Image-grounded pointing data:

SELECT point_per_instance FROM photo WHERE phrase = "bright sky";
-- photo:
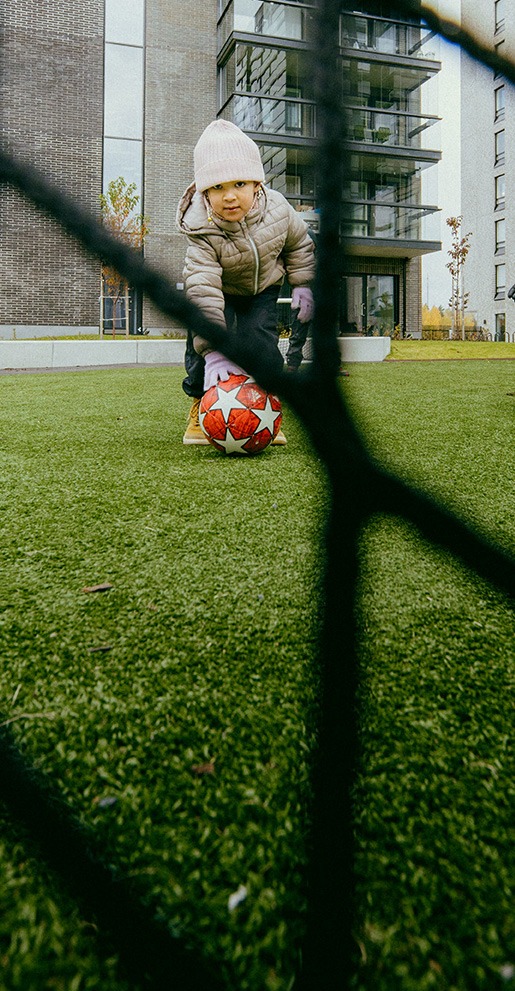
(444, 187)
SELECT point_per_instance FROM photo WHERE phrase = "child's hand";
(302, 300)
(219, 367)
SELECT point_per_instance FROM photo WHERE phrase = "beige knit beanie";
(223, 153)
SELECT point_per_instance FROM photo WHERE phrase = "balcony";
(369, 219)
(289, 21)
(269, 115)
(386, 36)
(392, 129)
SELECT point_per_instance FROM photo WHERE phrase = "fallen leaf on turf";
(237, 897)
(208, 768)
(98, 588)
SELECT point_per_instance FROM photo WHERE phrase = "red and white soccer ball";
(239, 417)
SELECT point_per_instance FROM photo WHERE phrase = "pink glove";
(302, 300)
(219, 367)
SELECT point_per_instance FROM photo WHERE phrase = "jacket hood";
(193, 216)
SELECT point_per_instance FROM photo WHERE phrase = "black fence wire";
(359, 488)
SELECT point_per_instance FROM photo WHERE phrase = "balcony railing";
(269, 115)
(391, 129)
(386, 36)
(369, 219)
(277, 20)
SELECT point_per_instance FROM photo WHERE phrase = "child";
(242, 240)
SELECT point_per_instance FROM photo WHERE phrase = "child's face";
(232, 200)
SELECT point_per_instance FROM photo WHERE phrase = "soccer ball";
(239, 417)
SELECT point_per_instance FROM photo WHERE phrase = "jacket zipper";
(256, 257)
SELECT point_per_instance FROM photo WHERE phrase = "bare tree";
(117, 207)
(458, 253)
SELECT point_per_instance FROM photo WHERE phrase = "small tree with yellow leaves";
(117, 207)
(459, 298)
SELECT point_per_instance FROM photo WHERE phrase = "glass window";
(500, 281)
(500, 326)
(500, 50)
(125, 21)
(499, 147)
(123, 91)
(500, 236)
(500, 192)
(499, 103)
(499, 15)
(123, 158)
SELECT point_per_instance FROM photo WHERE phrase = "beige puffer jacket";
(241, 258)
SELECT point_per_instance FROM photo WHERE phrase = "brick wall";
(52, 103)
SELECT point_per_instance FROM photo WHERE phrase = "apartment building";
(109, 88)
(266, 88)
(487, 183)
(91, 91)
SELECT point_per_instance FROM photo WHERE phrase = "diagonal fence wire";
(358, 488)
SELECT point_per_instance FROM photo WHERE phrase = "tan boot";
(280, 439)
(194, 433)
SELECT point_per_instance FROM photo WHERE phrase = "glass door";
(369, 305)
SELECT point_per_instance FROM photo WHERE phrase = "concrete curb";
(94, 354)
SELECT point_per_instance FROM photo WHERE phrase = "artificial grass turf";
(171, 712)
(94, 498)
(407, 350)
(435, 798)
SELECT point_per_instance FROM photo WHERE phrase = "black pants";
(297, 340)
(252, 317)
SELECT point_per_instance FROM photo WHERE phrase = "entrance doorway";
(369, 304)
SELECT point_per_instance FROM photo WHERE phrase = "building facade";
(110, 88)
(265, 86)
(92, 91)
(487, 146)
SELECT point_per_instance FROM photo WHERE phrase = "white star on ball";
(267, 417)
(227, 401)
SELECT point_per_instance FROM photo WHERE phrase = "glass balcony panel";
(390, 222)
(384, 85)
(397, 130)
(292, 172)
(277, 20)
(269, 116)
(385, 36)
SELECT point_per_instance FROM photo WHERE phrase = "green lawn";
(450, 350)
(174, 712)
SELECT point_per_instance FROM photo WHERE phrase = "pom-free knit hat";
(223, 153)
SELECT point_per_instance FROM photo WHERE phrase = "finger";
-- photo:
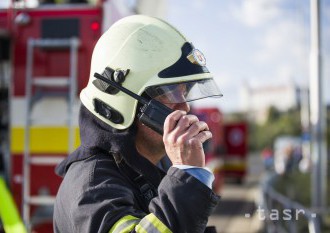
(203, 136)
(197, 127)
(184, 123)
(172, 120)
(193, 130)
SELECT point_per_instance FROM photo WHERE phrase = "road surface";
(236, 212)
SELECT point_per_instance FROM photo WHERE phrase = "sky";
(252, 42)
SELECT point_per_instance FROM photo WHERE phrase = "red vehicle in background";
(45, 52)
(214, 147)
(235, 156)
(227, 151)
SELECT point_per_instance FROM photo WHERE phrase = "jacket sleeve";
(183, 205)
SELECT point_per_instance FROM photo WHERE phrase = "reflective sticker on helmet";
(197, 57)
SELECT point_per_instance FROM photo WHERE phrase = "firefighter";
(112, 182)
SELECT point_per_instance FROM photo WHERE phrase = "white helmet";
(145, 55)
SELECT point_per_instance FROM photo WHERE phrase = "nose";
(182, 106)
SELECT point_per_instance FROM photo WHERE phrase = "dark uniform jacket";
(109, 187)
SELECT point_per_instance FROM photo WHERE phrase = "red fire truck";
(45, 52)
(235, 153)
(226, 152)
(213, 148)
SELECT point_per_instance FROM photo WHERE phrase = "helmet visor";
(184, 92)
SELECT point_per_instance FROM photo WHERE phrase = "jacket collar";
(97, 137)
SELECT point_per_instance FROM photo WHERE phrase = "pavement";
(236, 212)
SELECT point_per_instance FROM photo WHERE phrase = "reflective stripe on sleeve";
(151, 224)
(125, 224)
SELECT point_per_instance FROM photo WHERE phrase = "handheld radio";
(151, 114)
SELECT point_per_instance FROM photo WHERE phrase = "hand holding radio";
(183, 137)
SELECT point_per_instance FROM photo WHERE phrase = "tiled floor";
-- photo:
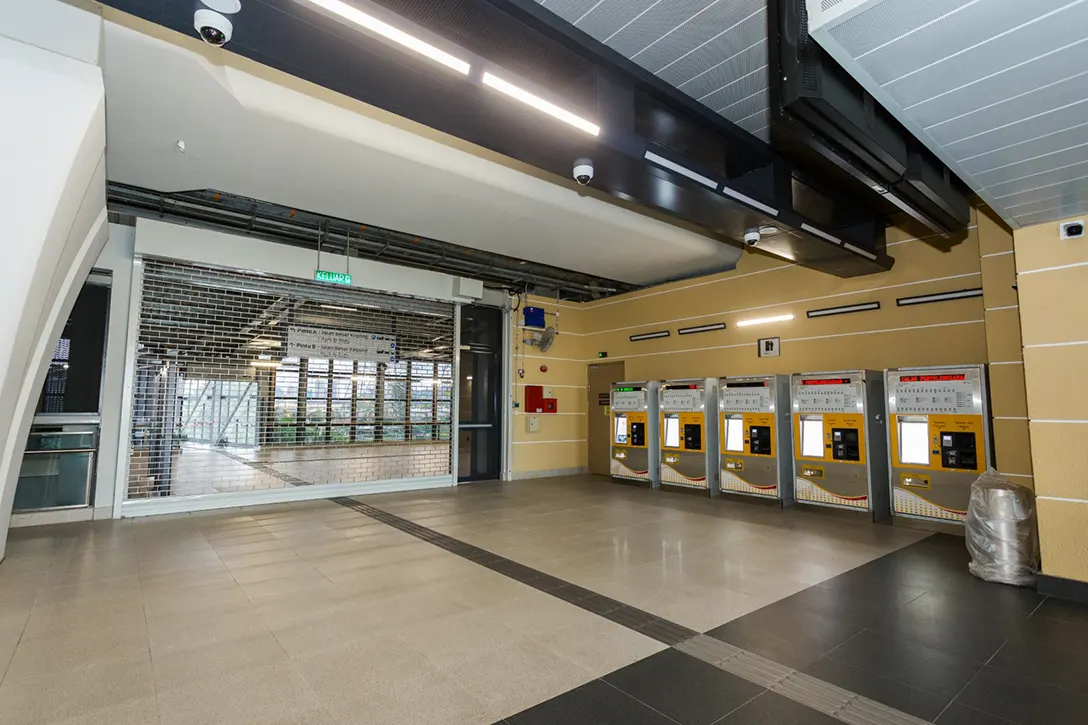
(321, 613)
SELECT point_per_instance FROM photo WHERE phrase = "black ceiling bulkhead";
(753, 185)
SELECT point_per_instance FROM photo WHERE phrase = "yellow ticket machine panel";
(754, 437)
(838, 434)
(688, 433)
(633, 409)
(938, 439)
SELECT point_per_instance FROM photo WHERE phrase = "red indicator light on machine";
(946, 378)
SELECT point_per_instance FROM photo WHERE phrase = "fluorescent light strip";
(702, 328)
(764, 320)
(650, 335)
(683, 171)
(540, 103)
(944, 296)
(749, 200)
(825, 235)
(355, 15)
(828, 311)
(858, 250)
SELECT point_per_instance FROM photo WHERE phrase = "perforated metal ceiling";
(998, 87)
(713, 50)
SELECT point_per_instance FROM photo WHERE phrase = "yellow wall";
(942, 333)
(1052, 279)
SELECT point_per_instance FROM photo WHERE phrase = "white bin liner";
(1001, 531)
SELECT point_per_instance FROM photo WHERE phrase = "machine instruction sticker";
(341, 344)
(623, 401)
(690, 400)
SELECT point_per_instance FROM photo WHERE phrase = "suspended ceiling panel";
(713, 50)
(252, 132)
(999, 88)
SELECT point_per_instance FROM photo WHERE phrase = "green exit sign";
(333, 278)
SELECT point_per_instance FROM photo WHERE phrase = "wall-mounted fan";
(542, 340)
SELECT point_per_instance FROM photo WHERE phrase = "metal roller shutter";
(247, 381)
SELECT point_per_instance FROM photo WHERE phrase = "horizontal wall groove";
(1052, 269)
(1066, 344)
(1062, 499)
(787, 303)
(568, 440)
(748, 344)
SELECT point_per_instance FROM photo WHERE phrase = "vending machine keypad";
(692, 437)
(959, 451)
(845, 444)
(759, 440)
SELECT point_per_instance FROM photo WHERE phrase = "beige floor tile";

Required action: How many of the lines above include the string "floor"? Reply with the number by itself.

Written response: 2